Matthew Heywood Tueller (born 1957) is an American diplomat who formerly served as the United States Ambassador to Iraq. A career United States Foreign Service officer, he served as the United States Ambassador to Kuwait and Yemen as well.

Early life and education 
Tueller was born in Utah. His father, Blaine Carlson Tueller, was Foreign Service officer, and as a result, Tueller grew up in Europe, North Africa, and Latin America, including four years in Tangier, Morocco, where he learned Arabic.

Tueller earned a Bachelor of Arts degree from Brigham Young University and a Master of Public Policy from the Harvard Kennedy School.

Items listed in a dataset
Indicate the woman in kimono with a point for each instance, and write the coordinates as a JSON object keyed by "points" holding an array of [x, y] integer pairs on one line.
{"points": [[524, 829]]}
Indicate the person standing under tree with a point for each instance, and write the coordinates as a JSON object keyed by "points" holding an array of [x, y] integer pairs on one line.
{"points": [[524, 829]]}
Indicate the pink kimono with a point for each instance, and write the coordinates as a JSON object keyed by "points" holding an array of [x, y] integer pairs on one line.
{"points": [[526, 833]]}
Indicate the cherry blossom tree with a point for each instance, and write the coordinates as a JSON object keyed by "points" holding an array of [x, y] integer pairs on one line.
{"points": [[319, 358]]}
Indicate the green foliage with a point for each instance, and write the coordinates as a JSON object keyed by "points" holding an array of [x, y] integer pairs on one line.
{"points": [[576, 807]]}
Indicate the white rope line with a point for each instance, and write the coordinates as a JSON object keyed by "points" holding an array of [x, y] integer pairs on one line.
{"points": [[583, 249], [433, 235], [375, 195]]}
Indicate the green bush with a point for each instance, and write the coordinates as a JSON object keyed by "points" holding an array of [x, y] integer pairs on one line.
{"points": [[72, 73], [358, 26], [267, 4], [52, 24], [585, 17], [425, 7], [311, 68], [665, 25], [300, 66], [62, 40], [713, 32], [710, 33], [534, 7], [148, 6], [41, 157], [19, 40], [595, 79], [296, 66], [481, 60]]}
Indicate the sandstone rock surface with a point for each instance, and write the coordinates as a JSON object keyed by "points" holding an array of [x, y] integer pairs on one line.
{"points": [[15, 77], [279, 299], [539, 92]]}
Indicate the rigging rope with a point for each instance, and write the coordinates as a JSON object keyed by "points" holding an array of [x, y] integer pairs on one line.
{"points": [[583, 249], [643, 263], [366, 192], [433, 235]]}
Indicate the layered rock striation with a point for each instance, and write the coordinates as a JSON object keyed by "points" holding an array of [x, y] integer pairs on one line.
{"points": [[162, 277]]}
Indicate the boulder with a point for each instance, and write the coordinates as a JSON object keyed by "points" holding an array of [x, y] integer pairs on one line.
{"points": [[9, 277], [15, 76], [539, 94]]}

SET PROBLEM A: From the biography of Matthew Heywood Tueller, list every country where he served as United States Ambassador.
SET PROBLEM B: Write the next part of the Matthew Heywood Tueller biography, picking up after its final sentence.

WRITTEN REPLY A: Iraq, Kuwait, Yemen

WRITTEN REPLY B:
Career

Early career 
Matthew Tueller is a career member of the Senior Foreign Service and his other overseas assignments have included Deputy Chief of Mission at Embassy Cairo; Political Minister Counselor at Embassy Baghdad; Deputy Chief of Mission at Embassy Kuwait; Political Counselor at Embassy Riyadh; Chief of the U.S. Office in Aden, Yemen; Deputy Chief of Mission at Embassy Doha; Political Officer at Embassy London; and Political Officer and Consular Officer at Embassy Amman. His Washington assignments have included Deputy Director in the Office of Northern Gulf Affairs and Egypt Desk Officer.

Ambassador to Kuwait
Tueller arrived in Kuwait on September 23, 2011. He was nominated as the U.S. Ambassador to Kuwait by President Barack Obama on May 4, 2011. His nomination was confirmed by the U.S. Senate on June 30, 2011, and he was sworn in by Deputy Secretary of State William J. Burns on September 8.

Ambassador to Yemen
Tueller was the United States Ambassador to Yemen from 2014 to 2019.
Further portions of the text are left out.